__REQUIREMENTS__: Count the lines in the rows that contain the string "bottle", and give only the number.

** Start RECORDS FOR THIS TASK **

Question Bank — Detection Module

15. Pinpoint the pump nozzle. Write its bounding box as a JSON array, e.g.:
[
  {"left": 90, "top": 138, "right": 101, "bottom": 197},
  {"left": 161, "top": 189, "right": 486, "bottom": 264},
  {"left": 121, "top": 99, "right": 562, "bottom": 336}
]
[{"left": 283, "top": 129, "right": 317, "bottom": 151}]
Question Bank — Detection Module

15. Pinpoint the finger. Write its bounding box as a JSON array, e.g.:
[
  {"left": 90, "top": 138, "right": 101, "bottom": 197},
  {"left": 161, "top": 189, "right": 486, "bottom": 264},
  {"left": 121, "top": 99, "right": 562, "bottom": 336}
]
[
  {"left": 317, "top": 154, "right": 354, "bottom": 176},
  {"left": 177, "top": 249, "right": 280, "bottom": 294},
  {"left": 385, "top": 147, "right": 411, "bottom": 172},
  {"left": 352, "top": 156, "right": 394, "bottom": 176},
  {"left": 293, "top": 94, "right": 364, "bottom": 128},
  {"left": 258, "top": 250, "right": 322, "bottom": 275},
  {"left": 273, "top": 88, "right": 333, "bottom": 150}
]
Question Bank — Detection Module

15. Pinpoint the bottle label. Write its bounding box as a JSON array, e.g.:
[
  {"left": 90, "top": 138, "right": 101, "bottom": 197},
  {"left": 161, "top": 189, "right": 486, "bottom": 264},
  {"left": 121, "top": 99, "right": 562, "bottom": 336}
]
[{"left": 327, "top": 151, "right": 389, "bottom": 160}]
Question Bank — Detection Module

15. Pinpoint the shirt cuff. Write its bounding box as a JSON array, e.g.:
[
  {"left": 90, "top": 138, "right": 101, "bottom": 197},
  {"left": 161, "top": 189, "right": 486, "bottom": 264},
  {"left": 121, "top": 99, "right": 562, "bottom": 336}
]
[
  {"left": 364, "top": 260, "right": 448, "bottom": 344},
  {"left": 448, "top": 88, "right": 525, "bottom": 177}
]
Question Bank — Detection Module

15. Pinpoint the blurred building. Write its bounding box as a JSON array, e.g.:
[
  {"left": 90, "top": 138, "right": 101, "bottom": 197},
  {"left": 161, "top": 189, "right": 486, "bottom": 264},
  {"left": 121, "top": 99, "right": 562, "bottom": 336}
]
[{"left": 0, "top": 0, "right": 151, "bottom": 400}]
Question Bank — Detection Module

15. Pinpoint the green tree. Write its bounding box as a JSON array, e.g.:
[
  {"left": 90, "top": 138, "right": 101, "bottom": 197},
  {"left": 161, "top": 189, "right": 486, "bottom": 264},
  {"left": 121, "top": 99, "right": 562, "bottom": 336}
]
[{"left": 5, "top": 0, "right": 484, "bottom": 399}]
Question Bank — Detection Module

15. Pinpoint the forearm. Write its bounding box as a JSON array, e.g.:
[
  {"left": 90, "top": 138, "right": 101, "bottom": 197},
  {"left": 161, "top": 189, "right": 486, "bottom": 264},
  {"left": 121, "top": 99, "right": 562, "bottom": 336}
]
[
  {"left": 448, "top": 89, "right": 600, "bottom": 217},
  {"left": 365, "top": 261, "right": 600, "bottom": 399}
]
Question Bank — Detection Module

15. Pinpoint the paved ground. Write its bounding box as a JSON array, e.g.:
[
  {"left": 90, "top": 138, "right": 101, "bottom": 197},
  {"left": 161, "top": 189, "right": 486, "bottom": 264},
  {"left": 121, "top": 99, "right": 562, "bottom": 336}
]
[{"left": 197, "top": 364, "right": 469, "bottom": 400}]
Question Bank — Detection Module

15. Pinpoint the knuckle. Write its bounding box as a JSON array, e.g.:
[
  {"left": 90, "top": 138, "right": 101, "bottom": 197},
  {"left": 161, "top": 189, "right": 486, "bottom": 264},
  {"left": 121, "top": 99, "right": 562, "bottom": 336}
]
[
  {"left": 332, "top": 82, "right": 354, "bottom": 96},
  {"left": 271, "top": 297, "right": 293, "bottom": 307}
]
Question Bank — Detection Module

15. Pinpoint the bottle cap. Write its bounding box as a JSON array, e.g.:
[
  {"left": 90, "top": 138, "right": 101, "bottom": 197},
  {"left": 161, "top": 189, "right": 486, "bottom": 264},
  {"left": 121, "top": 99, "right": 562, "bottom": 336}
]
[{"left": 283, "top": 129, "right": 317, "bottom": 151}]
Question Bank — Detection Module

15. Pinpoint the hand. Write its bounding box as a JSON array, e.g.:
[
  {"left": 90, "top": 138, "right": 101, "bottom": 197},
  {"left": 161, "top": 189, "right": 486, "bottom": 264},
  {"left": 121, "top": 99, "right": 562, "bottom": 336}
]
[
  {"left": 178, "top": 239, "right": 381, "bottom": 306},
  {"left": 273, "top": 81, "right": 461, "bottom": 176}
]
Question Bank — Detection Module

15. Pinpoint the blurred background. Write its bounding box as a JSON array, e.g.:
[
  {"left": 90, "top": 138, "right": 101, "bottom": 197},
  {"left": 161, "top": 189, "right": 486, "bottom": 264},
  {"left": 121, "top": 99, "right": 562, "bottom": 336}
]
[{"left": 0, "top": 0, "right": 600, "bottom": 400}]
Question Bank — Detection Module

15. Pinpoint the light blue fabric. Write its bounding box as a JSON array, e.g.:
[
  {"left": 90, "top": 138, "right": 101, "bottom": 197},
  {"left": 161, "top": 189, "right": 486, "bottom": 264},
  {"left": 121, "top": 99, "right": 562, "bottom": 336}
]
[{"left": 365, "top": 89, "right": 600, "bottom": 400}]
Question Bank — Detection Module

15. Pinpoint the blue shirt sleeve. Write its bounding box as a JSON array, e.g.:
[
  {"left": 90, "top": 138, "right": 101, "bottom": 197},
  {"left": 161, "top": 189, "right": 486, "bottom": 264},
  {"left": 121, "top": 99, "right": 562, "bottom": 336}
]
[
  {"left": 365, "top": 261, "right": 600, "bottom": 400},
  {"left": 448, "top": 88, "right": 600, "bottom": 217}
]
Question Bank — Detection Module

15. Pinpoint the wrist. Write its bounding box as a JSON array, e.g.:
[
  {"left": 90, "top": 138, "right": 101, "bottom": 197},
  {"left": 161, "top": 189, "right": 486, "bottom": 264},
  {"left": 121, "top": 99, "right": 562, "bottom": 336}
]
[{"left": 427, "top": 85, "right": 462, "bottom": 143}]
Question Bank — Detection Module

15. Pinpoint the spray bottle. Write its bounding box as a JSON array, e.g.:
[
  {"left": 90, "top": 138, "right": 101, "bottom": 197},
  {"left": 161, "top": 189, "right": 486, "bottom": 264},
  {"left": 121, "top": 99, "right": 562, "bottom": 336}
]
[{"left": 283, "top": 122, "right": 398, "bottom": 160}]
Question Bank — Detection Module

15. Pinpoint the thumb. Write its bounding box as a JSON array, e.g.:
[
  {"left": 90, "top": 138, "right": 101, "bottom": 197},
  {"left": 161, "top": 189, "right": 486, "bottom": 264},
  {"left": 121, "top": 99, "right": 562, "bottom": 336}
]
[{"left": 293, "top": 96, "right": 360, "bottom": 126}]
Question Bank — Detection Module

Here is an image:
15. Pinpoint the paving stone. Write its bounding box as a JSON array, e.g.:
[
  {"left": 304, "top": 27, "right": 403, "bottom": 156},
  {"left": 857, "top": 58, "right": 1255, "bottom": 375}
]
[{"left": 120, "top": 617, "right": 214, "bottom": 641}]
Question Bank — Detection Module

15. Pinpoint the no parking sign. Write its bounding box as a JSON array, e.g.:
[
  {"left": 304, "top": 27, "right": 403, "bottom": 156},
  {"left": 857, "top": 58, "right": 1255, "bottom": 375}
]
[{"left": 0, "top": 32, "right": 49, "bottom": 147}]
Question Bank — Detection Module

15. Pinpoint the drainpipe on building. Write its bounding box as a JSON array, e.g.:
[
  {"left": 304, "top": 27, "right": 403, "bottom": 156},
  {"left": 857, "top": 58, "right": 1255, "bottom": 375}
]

** End RECORDS FOR THIS TASK **

__RESULT FOR THIS TASK__: 3